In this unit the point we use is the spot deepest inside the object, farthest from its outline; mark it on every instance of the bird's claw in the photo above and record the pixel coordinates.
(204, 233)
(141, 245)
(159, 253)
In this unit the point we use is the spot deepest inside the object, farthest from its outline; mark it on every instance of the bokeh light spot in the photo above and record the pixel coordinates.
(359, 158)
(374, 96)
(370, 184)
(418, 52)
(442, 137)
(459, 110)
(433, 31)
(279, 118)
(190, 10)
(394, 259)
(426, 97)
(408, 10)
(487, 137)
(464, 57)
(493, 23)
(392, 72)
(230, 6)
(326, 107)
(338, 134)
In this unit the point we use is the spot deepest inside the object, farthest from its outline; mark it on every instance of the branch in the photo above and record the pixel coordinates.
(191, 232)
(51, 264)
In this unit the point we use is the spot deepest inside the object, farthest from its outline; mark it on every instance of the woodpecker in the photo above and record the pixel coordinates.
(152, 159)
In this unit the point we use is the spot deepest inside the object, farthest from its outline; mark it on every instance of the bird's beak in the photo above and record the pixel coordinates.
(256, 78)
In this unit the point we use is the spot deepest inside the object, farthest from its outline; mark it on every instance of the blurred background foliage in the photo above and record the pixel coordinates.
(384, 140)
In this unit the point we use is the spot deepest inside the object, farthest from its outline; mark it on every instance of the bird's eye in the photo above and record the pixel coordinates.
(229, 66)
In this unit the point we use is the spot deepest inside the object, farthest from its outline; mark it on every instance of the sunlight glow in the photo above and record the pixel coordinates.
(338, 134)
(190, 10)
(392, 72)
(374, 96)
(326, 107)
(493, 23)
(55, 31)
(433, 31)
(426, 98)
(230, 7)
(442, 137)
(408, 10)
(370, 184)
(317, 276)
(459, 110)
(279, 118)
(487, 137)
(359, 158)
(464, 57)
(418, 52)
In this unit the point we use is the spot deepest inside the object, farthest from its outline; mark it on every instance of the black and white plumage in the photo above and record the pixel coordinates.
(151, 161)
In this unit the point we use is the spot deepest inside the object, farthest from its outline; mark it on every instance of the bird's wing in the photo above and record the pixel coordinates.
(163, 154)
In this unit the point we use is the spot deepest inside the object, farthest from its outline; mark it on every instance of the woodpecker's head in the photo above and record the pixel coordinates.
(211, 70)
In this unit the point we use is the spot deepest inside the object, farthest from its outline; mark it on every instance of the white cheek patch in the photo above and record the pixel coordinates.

> **Try it**:
Output every entry word for word.

> **Solution below**:
In this unit the point we use is the spot deepest inside the object, farthest from its outline; mark it on every instance of the bird's claw in the photo above and record the pixel coordinates.
(204, 233)
(141, 245)
(159, 253)
In this unit the point we use is the spot deepest inside the object, farthest from its outline; mark it on every instance of the bokeh light spot in the photo above and record the pixel coordinates.
(359, 158)
(374, 96)
(370, 184)
(418, 52)
(442, 137)
(459, 110)
(433, 31)
(279, 118)
(190, 10)
(394, 259)
(426, 97)
(408, 10)
(487, 137)
(464, 57)
(493, 23)
(392, 72)
(230, 6)
(326, 107)
(338, 134)
In this unit the point we use is the spot deepest inside the object, farthest from its outline; mark it on every instance of the branch in the photo above and record the pixel coordinates.
(191, 232)
(51, 264)
In this unit the point we use is the spot deepest inside the object, farthest from its outline; mark it on every instance of the woodpecker in the photo above and record the pixel coordinates.
(152, 159)
In this unit the point we use is the spot deepest inside the object, farthest from its outline; mark it on every instance of the bird's beak in the photo above and record the pixel coordinates.
(256, 78)
In this unit the point we use is the spot deepest inside the object, farthest from its outline; mark it on every instance of the blurred background foliage in the photo above and record the pixel coordinates.
(384, 140)
In this unit the point we use is the spot deepest inside the object, farthest from its outline; mark it on every instance of the bird's eye in the photo above and record the pixel coordinates.
(229, 66)
In this unit the point we use is the spot deepest inside the object, farthest from its outline; mark it on every instance of the sunlight glow in the photo above and record the pixel coordinates.
(338, 134)
(190, 10)
(392, 72)
(374, 96)
(326, 107)
(493, 23)
(55, 31)
(433, 31)
(426, 98)
(230, 7)
(442, 137)
(408, 10)
(370, 184)
(317, 276)
(459, 110)
(279, 118)
(487, 137)
(359, 158)
(464, 57)
(418, 52)
In this unit the point we use is the spot deepest inside the object, farthest from its outline; mark it on every instance of the black and white plumage in the photo above and record the pixel coordinates.
(151, 161)
In this unit the point we use is the spot deepest inside the object, farthest from its outline; mark it on every instance of the bird's wing in the photo above and record the pixel coordinates.
(163, 154)
In this unit the point we use is the spot deepest inside the object, farthest from its outline; mark it on every instance of the woodpecker's head in the photo above and record the pixel coordinates.
(211, 70)
In this unit the point we use is the spot deepest inside the object, farthest from its outline; mark it on every instance of the white cheek patch in the photo above and record the pixel coordinates.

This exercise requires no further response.